**PASSAGE TO READ:**
# # # # #
All my tentative "might' and "could' words are because, they're smart guys and maybe they already did it just right, but a paper with that level of total detail in it would be unreadable! There's deep exam questions here about experimental technique, just as should be. It's a lot of work for them to answer even a few of the most carefully considered issues of the critics. This will take time. There is no way around it, and they understand that.
Mentor
P: 15,570
 Quote by f95toli I'd say it is very common. GPS is one of two systems used for time transfer in the UTC itself meaning this is done routinely. Granted, it is the less accurate system, but the reason they used in here is presumably because it is good enough.
That's the point - who is using something more complicated than something you buy at Fry's for this particular application? The bigger the market for this, the less likely something is odd in the firmware.
P: 18
 Quote by PAllen They said they used a 3-D coordinate system, which implies they considered this.
Sorry, didn't know that. But another problem arises with the use of GPS. The satellites which are making these measurements may slip a bit in their orbits - they are not in absolutely perfect geostationary orbits. Even a deviation of $\pm$1 meter could have an enormous effect on the accuracy of the neutrino reading.
 Mentor P: 14,433 GPS satellites are not in geosynchronous orbits. Whatever mistake was made, if a mistake was made, was quite subtle. That group has been building up this data for a few years. They looked for obvious explanations, not so obvious explanations, asked outside groups for help, and still couldn't find anything that explained their results. I'm guessing that they did do something wrong. I'm also guessing that we at PhysicsForums will not be the ones to ferret that mistake out.
P: 18
 Quote by D H GPS satellites are not in geosynchronous orbits.
It does not matter, there may be +/- a few meters of orbital deviation.

 Whatever mistake was made, if a mistake was made, was quite subtle. That group has been building up this data for a few years. They looked for obvious explanations, not so obvious explanations, asked outside groups for help, and still couldn't find anything that explained their results. I'm guessing that they did do something wrong. I'm also guessing that we at PhysicsForums will not be the ones to ferret that mistake out.
True.
P: 88
 Quote by PAllen They said they used a 3-D coordinate system, which implies they considered this.
# # # # #
**STORED DATA:**

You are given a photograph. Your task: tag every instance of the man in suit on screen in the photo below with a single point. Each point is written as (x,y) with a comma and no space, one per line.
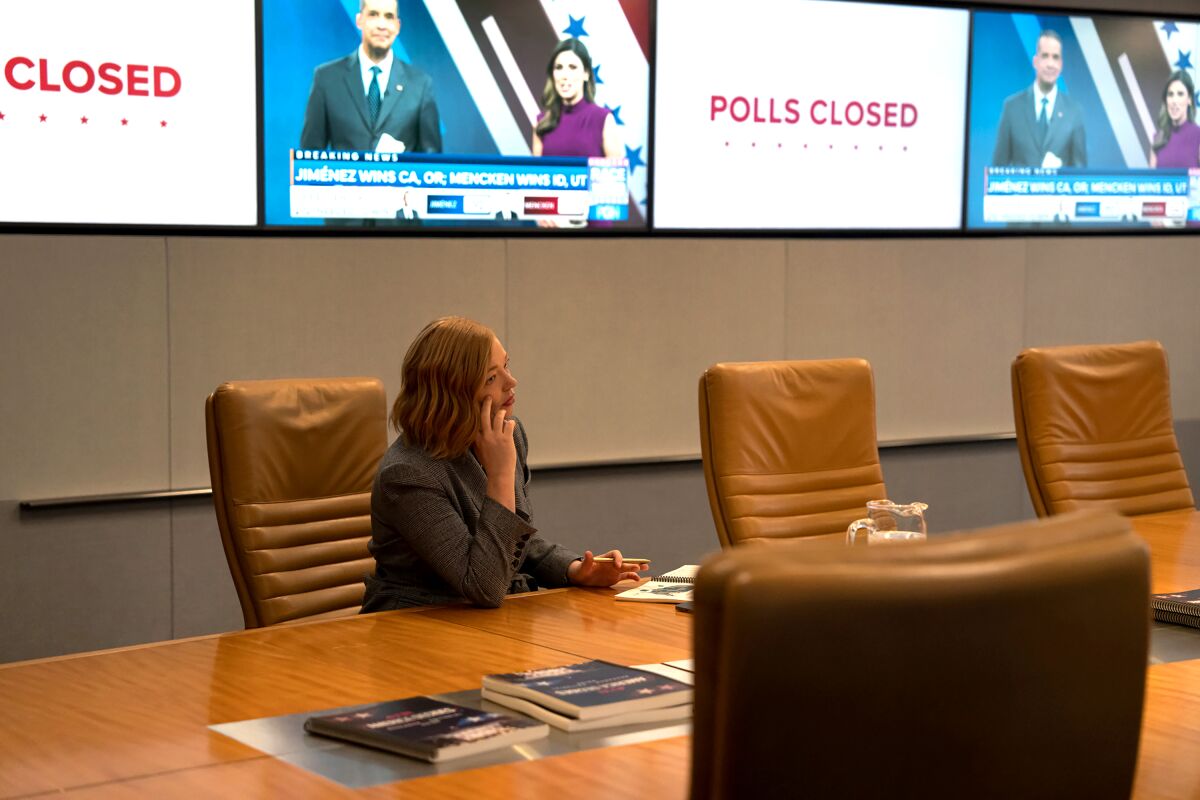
(1041,126)
(370,100)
# # # # #
**SHORT PROBLEM:** Print everything in the forum thread above from "Sorry, didn't know" down to "the neutrino reading.", keeping every word and punctuation mark unchanged.

**TASK ANSWER:**
Sorry, didn't know that. But another problem arises with the use of GPS. The satellites which are making these measurements may slip a bit in their orbits - they are not in absolutely perfect geostationary orbits. Even a deviation of $\pm$1 meter could have an enormous effect on the accuracy of the neutrino reading.